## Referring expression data
━━━━━━━━━━
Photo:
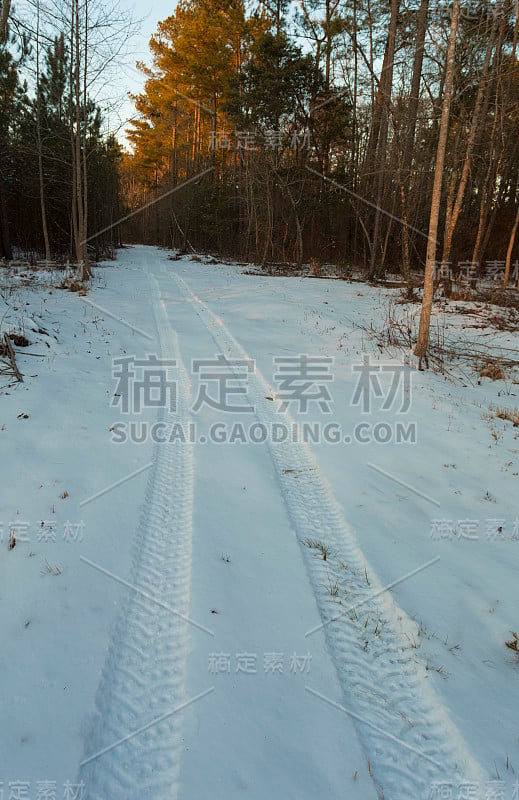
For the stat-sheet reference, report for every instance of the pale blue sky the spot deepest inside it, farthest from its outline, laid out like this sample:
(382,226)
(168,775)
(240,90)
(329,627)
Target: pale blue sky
━━━━━━━━━━
## Task details
Copy out every line of the records that the string "pale" appears in.

## Solution for this exercise
For the stat-sheet reference, report for every instance of the pale blue sky the spot deepest inside it, farthest from its outline, laid out like this sample:
Target: pale blue sky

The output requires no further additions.